## Stated problem
Restate each line of the listing exactly, without carrying over any pictures.

--- start of Listed records ---

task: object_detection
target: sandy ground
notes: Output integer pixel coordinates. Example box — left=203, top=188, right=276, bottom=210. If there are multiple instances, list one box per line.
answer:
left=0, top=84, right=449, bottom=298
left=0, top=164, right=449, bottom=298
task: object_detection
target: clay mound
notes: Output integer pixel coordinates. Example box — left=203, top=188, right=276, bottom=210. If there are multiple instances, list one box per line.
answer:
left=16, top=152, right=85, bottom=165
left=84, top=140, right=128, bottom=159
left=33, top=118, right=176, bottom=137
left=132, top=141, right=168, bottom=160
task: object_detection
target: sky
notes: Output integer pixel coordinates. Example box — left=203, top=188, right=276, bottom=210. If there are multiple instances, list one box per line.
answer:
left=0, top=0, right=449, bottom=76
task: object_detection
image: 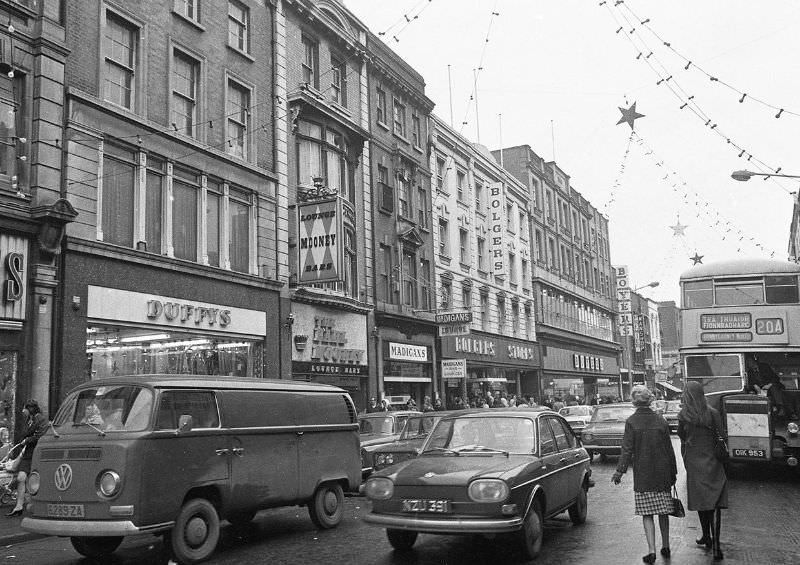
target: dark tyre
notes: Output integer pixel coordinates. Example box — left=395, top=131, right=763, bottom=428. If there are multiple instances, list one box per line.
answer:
left=69, top=536, right=122, bottom=558
left=308, top=483, right=344, bottom=530
left=517, top=500, right=544, bottom=559
left=228, top=510, right=256, bottom=528
left=567, top=484, right=589, bottom=526
left=170, top=498, right=219, bottom=564
left=386, top=529, right=417, bottom=551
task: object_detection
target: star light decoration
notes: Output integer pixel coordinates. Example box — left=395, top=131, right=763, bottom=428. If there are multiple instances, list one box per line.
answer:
left=616, top=102, right=644, bottom=129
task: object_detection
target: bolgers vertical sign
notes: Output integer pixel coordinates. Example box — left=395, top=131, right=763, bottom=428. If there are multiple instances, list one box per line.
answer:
left=297, top=197, right=344, bottom=284
left=489, top=182, right=506, bottom=276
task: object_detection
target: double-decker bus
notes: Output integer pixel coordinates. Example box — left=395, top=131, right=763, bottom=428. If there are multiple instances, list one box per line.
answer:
left=680, top=259, right=800, bottom=467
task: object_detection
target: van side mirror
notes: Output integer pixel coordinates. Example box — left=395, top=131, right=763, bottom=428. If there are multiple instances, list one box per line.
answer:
left=178, top=414, right=192, bottom=432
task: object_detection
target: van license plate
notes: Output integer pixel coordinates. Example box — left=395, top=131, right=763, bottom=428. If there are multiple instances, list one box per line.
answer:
left=403, top=499, right=450, bottom=514
left=47, top=504, right=84, bottom=518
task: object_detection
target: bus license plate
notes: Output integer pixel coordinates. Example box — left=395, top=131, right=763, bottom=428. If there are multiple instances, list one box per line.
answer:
left=403, top=499, right=450, bottom=514
left=47, top=504, right=84, bottom=518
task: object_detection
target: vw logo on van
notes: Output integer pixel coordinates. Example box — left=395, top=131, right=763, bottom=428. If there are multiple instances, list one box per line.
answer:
left=55, top=463, right=72, bottom=490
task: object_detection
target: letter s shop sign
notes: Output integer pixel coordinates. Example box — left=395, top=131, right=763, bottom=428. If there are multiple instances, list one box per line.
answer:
left=0, top=234, right=28, bottom=320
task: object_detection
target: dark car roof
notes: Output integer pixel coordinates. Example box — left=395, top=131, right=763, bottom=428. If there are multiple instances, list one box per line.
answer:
left=65, top=374, right=346, bottom=392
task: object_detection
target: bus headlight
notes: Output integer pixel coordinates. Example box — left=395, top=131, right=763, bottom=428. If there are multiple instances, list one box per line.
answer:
left=97, top=471, right=122, bottom=497
left=467, top=479, right=509, bottom=502
left=28, top=471, right=42, bottom=495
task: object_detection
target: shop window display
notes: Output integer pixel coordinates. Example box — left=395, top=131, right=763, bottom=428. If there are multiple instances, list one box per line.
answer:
left=86, top=327, right=263, bottom=379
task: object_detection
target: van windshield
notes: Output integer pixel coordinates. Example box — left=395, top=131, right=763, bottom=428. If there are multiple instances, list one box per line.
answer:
left=53, top=385, right=153, bottom=432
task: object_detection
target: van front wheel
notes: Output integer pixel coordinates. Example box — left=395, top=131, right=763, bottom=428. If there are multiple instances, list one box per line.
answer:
left=69, top=536, right=122, bottom=558
left=308, top=483, right=344, bottom=530
left=170, top=498, right=219, bottom=563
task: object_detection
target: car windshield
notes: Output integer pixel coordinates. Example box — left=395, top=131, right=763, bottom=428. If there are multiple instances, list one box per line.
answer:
left=424, top=416, right=536, bottom=453
left=592, top=406, right=634, bottom=422
left=558, top=406, right=592, bottom=416
left=53, top=385, right=153, bottom=433
left=400, top=416, right=439, bottom=441
left=358, top=416, right=394, bottom=435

--- end of Listed records ---

## Task output
task: object_detection
target: sandy ground
notes: Output integer pixel coordinates. Example box — left=203, top=188, right=276, bottom=210. If there are multiple instances, list one box per line.
answer:
left=0, top=84, right=449, bottom=298
left=0, top=164, right=449, bottom=298
task: object_detection
target: clay mound
notes: Output integer pixel coordinates. Example box — left=203, top=188, right=276, bottom=210. If there are multiple instances, list one box per line.
answer:
left=16, top=152, right=85, bottom=165
left=84, top=140, right=128, bottom=159
left=33, top=118, right=176, bottom=137
left=132, top=141, right=168, bottom=160
task: object_detection
target: sky
notes: Output integer pixel coordinates. Example box — left=203, top=188, right=276, bottom=210. If there are multiple instances, list one box per line.
answer:
left=0, top=0, right=449, bottom=76
task: object_detection
image: 
target: dark tyre
notes: Output integer pixel coordinates. Example box — left=395, top=131, right=763, bottom=428. If there are multiple instances, list one box per line.
answer:
left=69, top=536, right=122, bottom=558
left=308, top=483, right=344, bottom=530
left=517, top=500, right=544, bottom=559
left=228, top=510, right=256, bottom=528
left=567, top=484, right=589, bottom=526
left=170, top=498, right=219, bottom=564
left=386, top=529, right=417, bottom=551
task: object_detection
target: star light decoration
notes: Output integer pixel coordinates. Example box — left=395, top=131, right=763, bottom=428. If there are multiple instances, list one box per line.
answer:
left=616, top=102, right=644, bottom=129
task: object_detection
target: bolgers vertical sign
notes: Output integer pixel coordinates. Example box — left=395, top=131, right=763, bottom=428. If there are multiple instances, list one box per line.
answer:
left=297, top=197, right=344, bottom=284
left=489, top=182, right=506, bottom=276
task: object_detection
target: double-decker bus
notes: Output integer pixel coordinates. Example box — left=395, top=131, right=763, bottom=428. If there are multiple instances, list one box per line.
answer:
left=680, top=259, right=800, bottom=467
task: object_detection
target: van side mirror
notes: Output integer pixel coordinates. Example box — left=395, top=131, right=763, bottom=428. If there are multiple instances, list one box per line.
answer:
left=178, top=414, right=192, bottom=432
task: object_detection
target: van license plate
notes: Output integer pixel coordinates. Example box — left=395, top=131, right=763, bottom=428. If there are multiple instances, list one box per line.
answer:
left=403, top=499, right=450, bottom=514
left=47, top=504, right=84, bottom=518
task: object_detection
target: bus license plate
notes: Output integer pixel coordinates. Example box — left=395, top=131, right=763, bottom=428. If there are multiple instances, list one box per line.
answer:
left=403, top=499, right=450, bottom=514
left=47, top=504, right=84, bottom=518
task: object_detection
target: vw logo on van
notes: Output integer pixel coordinates. Example box — left=395, top=131, right=763, bottom=428. If there are multiple instances, list one box per line.
answer:
left=55, top=463, right=72, bottom=490
task: object_detection
target: letter s shop sign
notes: Output integer pixel coordinates. Example box — left=395, top=131, right=763, bottom=428. If there are multiple instances, list one box per line.
answer:
left=0, top=234, right=28, bottom=320
task: object_detection
target: dark car roof
notes: Output integer pixel coordinates. Example box — left=395, top=131, right=763, bottom=428. If there are multiple instances, list one box per line.
answer:
left=65, top=374, right=346, bottom=392
task: object_detection
target: bus headlight
notes: Output integer pixel coordinates. Example box — left=395, top=131, right=763, bottom=428. If there are multiple instances, list one box per line.
answer:
left=97, top=471, right=122, bottom=497
left=467, top=479, right=509, bottom=502
left=28, top=471, right=42, bottom=495
task: object_detection
target: shop window display
notes: Output integer pixel coordinates. Example box — left=395, top=131, right=763, bottom=428. If there are multiple instances, list one box per line.
answer:
left=86, top=327, right=263, bottom=379
task: object_detection
target: van windshield
notes: Output integer pixel coordinates. Example box — left=395, top=131, right=763, bottom=428. If there are multiple instances, list one box per line.
answer:
left=53, top=385, right=153, bottom=432
task: object_detection
target: van front wheel
notes: Output integer pixel coordinates. Example box — left=395, top=131, right=763, bottom=428. If there are multiple instances, list one box per line.
answer:
left=69, top=536, right=122, bottom=558
left=308, top=483, right=344, bottom=530
left=170, top=498, right=219, bottom=563
task: object_detection
target: car windshield
notes: Output integer pixel coordinates. Example box — left=395, top=131, right=763, bottom=428. If there are multiple instances, list one box per line.
answer:
left=424, top=416, right=536, bottom=453
left=592, top=406, right=634, bottom=422
left=558, top=406, right=592, bottom=416
left=53, top=385, right=153, bottom=433
left=400, top=416, right=439, bottom=441
left=358, top=416, right=394, bottom=435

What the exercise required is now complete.